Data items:
--- START ---
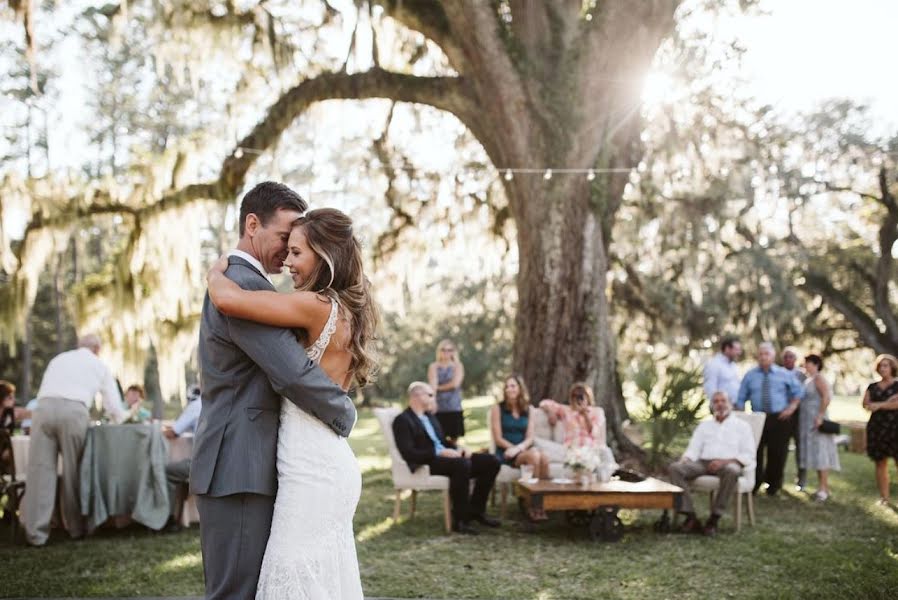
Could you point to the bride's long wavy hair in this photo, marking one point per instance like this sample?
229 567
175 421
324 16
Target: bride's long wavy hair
340 275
--- END ---
§ Exercise requirements
Reproduce each of the lines above verbatim, leaving out the pictures.

§ Complete output
Could you point to the bride's long wavy hair in this photo, marking one point per instance like this sample?
229 567
175 421
324 16
Target: bride's long wavy hair
340 275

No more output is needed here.